**Task brief:**
Please write out again, in full, only the lines from the one with "Query: crumpled hood" to the one with "Query: rear wheel", both included. Shift every coordinate in the answers by adding 39.

**Data excerpts:**

◇ ◇ ◇

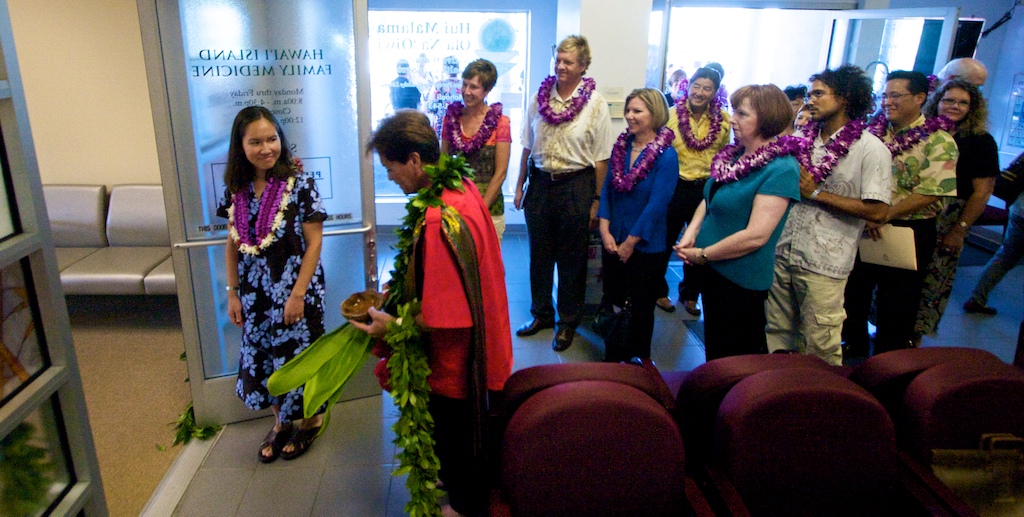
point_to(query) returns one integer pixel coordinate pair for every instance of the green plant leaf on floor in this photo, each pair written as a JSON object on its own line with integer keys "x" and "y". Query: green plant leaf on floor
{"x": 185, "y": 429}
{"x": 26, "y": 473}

◇ ◇ ◇

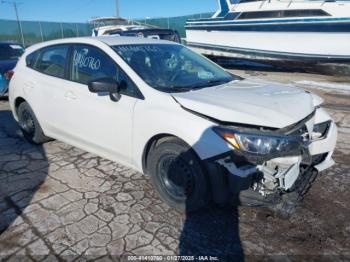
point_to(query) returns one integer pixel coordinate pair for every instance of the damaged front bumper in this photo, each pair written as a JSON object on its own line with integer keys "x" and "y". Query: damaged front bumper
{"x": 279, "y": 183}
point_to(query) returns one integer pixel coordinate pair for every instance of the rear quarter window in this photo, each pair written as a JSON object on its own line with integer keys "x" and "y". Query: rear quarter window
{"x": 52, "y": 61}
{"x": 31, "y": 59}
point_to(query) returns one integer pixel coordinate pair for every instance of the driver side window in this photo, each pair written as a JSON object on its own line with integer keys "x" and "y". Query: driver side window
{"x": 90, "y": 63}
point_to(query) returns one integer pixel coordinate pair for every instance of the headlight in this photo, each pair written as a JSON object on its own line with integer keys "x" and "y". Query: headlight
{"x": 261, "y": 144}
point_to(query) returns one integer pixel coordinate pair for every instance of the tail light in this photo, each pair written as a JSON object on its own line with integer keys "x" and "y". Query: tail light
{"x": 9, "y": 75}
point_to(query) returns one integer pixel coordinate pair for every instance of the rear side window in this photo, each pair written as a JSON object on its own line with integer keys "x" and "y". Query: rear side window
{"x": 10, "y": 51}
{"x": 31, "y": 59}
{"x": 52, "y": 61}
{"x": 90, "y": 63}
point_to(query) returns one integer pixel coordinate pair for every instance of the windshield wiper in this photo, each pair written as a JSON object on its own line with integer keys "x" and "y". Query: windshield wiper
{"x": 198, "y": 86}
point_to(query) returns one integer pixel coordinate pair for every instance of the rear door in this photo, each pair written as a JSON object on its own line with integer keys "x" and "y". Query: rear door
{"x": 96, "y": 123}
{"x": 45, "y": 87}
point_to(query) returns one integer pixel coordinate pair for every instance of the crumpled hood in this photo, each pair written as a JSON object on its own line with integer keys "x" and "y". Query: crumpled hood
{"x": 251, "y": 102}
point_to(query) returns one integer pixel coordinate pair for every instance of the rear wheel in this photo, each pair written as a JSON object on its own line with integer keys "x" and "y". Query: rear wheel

◇ ◇ ◇

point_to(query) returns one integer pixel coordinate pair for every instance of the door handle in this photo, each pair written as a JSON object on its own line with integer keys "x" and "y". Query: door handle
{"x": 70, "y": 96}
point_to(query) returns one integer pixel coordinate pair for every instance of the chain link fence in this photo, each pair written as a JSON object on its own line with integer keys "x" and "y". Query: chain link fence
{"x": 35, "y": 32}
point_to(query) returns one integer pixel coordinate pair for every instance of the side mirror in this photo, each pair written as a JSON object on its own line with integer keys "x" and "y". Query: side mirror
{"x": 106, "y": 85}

◇ ◇ ◇

**Solution for this exercise:**
point_to(query) returns one integer pixel coordinate pair for every instance of the crumpled hood in this photo, each pair written as a JSON object on its own line with integer keys "x" and "y". Query: crumpled hood
{"x": 290, "y": 141}
point_to(query) returns one integer pixel coordinate pair for every instance of the rear wheel in this photo, each pair written as a JSON object on its own line with integer keys "x" and "y". Query: rear wheel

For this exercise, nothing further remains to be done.